| Stored items from a collection |

════════

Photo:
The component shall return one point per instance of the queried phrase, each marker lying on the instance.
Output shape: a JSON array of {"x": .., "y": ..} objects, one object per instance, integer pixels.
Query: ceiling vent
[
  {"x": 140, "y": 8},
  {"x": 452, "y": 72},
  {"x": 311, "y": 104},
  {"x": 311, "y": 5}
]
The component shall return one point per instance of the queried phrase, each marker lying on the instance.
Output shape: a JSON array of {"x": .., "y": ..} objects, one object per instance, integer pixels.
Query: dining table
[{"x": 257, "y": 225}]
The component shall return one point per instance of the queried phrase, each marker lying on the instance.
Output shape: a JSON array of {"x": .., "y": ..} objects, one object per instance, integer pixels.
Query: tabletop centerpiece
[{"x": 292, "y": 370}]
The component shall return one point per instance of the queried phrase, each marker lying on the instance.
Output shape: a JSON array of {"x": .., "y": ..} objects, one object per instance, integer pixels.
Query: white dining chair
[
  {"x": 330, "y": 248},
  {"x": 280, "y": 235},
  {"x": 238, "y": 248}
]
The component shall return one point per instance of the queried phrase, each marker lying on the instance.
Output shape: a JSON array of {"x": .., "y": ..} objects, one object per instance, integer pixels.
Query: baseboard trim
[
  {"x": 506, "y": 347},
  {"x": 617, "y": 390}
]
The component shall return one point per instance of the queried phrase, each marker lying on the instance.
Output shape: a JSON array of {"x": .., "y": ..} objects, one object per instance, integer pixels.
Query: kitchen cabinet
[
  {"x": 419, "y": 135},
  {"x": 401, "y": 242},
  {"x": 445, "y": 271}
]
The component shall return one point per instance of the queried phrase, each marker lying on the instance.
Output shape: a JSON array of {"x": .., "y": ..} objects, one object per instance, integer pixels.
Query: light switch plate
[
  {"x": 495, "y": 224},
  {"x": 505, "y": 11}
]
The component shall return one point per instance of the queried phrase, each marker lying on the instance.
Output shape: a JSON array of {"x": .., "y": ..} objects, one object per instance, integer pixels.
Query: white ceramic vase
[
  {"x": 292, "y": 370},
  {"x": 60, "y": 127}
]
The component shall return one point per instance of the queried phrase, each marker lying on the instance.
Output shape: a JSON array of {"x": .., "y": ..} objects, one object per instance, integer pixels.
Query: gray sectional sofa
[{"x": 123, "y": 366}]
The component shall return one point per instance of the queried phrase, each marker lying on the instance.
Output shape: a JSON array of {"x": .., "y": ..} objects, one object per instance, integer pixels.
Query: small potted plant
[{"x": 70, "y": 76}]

════════

| Aim of the exercise |
Transcribe every record verbatim.

| Exercise response |
Photo:
The component shall return one point per instance of the queried phrase, each marker lying on the instance.
Output shape: a JSON array of {"x": .., "y": ..} objects, one object per instance, integer pixels.
Query: ceiling vent
[
  {"x": 140, "y": 8},
  {"x": 452, "y": 72},
  {"x": 311, "y": 104},
  {"x": 311, "y": 5}
]
The component shall return one point per instance of the queried phrase, each marker lying on the instance.
Output shape: a JSON array of {"x": .., "y": ..} objects, one object per instance, integer pixels.
Query: dining table
[{"x": 257, "y": 225}]
The component shall return one point per instance of the queried phrase, each marker lying on the instance.
Output shape: a JSON array of {"x": .., "y": ..} objects, one object per instance, integer pixels.
Query: tabletop centerpiece
[{"x": 292, "y": 370}]
The component shall return one point per instance of the queried phrase, each marker lying on the instance.
Output shape: a JSON array of {"x": .., "y": ..} objects, one object per instance, integer pixels.
Query: white dining chair
[
  {"x": 330, "y": 248},
  {"x": 280, "y": 235},
  {"x": 238, "y": 248}
]
The component shall return one point per instance of the queried phrase, each marker lying on the instance.
Output shape: a JSON array of {"x": .., "y": ..} objects, one object per instance, integer pixels.
Query: baseboard trim
[
  {"x": 506, "y": 347},
  {"x": 617, "y": 390}
]
The component shall return one point per instance of the queried phrase, each marker lying on the instance.
Output shape: a JSON array of {"x": .., "y": ..} objects, one object per instance, integer pixels.
Query: kitchen cabinet
[
  {"x": 419, "y": 135},
  {"x": 401, "y": 242},
  {"x": 445, "y": 271}
]
The component shall return one point per instance of the queried phrase, each marker lying on the instance.
Output shape: a JSON array of {"x": .., "y": ..} objects, one object per instance, integer pixels.
Query: light switch plate
[
  {"x": 495, "y": 224},
  {"x": 505, "y": 11}
]
The component shall return one point per instance of the queried phrase, each marker lying on the instance.
Output shape: a JSON array of {"x": .., "y": ..} objects, one object per instance, integer pixels.
Query: white ceramic vase
[
  {"x": 292, "y": 370},
  {"x": 60, "y": 127}
]
The component shall return one point per instance of the queried phrase, each marker lying on the instance.
Output shape: a JSON array of {"x": .., "y": ..} objects, one object per instance, integer pixels.
Query: gray sectional sofa
[{"x": 123, "y": 366}]
The component shall return one point per instance of the queried phrase, each marker lying on the instance.
Output shape: a JSON array of {"x": .., "y": ..} objects, one object per instance, integer pixels.
Query: small potted plant
[{"x": 70, "y": 76}]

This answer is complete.